### [Challenge 1]
Output a passage from the text on the Chicago Colleens, starting with "The Chicago Colleens" and going on through "at Shewbridge Field.".
### [Challenge 2]
List every ballpark or stadium named in the text on the Chicago Colleens.
### [Challenge 3]
Answer these questions from the text on the Chicago Colleens:
(a) Who managed the team in the 1948 season?
(b) What record did the Springfield Sallies finish with?
(c) Which television station regularly broadcast the team's 1948 games?

### [Document segment]
------------

The Chicago Colleens were a women's professional baseball team who played in the All-American Girls Professional Baseball League from 1948 to 1951, evolving into a development team. The team was based Chicago, Illinois and played their home games at Shewbridge Field.

History
The Colleens joined the strong Eastern Division in the 1948 season and were managed by former Major League player Dave Bancroft. The team was the worst in the league, getting roughed up as a last-place expansion club with a 47–76 record, ending twenty nine and a half games out of the first place spot in the division. The only team to do worse, the Springfield Sallies of the Western Division, ended 41–84 in last place, 35.5 games out of 1st place. Both teams lost their franchises by the end of that season.

From 1949 through 1950, the Colleens and the Sallies became rookie development teams that played exclusively exhibition games. Their tours included contests at Griffith Stadium and Yankee Stadium. The team dissolved entirely by 1951.

AAGPBL executive Mitch Skupien, who later managed in the league, served as the general manager for both touring teams.

The team's 1948 games were broadcast regularly on television station WBKB in Chicago.

------------

### [Information supplied]
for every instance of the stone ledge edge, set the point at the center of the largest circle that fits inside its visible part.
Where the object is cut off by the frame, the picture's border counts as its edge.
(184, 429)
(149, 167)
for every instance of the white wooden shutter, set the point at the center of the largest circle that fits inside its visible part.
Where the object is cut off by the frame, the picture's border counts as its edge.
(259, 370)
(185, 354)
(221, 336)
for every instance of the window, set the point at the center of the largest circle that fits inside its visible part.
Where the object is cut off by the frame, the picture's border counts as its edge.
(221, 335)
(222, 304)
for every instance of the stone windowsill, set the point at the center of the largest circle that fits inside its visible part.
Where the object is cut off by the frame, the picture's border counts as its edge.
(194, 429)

------------

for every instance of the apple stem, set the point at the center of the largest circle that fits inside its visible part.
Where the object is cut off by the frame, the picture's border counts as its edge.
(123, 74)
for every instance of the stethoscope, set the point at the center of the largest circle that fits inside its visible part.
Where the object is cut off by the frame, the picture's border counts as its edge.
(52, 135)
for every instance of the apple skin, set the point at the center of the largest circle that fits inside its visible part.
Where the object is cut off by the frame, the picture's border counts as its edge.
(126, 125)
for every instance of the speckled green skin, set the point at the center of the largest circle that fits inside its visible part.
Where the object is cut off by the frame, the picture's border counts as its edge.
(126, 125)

------------

### [Exercise output 1]
The Chicago Colleens were a women's professional baseball team who played in the All-American Girls Professional Baseball League from 1948 to 1951, evolving into a development team. The team was based Chicago, Illinois and played their home games at Shewbridge Field.

### [Exercise output 2]
Shewbridge Field
Griffith Stadium
Yankee Stadium

### [Exercise output 3]
(a) Dave Bancroft
(b) 41–84
(c) WBKB